[Outline annotation records]
— BEGIN —
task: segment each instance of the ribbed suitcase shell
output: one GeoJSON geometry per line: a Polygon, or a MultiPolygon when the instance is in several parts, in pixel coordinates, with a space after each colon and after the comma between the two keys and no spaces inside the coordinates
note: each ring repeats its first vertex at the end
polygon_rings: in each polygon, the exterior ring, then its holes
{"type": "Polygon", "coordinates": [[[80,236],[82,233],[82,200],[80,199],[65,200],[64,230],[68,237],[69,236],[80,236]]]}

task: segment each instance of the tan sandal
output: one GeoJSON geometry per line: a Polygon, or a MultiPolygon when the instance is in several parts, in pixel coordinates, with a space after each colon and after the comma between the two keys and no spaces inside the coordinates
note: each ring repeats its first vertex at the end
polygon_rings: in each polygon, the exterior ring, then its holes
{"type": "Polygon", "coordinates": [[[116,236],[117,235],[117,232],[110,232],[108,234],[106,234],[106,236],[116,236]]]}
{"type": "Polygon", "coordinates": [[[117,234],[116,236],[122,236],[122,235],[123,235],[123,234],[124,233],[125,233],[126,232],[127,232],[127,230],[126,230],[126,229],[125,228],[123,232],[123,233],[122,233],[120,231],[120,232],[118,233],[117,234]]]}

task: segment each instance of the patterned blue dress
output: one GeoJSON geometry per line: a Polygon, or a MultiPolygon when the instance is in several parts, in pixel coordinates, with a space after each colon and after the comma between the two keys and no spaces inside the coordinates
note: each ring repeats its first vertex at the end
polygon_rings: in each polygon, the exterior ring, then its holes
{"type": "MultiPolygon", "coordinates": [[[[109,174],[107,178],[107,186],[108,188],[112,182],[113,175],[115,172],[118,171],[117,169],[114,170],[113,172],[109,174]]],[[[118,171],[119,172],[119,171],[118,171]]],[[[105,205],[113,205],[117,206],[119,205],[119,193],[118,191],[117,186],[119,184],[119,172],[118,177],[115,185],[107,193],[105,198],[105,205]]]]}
— END —
Given exercise
Please give the lines between the one containing "task: segment each instance of the patterned" and the end of the items, inclusive, as a JSON list of strings with one string per line, leaving out blank lines.

Answer to the problem
[
  "task: segment each instance of the patterned blue dress",
  "output: one GeoJSON geometry per line: a Polygon, or a MultiPolygon when the instance is in several parts, in pixel coordinates, with a space after each colon and after the comma between the two keys and no spaces inside the coordinates",
  "note: each ring repeats its first vertex at the end",
  "polygon_rings: in each polygon, the exterior ring, then its holes",
  "{\"type\": \"MultiPolygon\", \"coordinates\": [[[[109,174],[107,178],[107,186],[108,188],[112,182],[113,175],[115,172],[118,171],[117,169],[114,170],[113,172],[109,174]]],[[[118,171],[119,172],[119,171],[118,171]]],[[[105,205],[113,205],[117,206],[119,205],[119,193],[118,191],[117,186],[119,184],[119,172],[118,177],[115,185],[107,193],[105,198],[105,205]]]]}"
]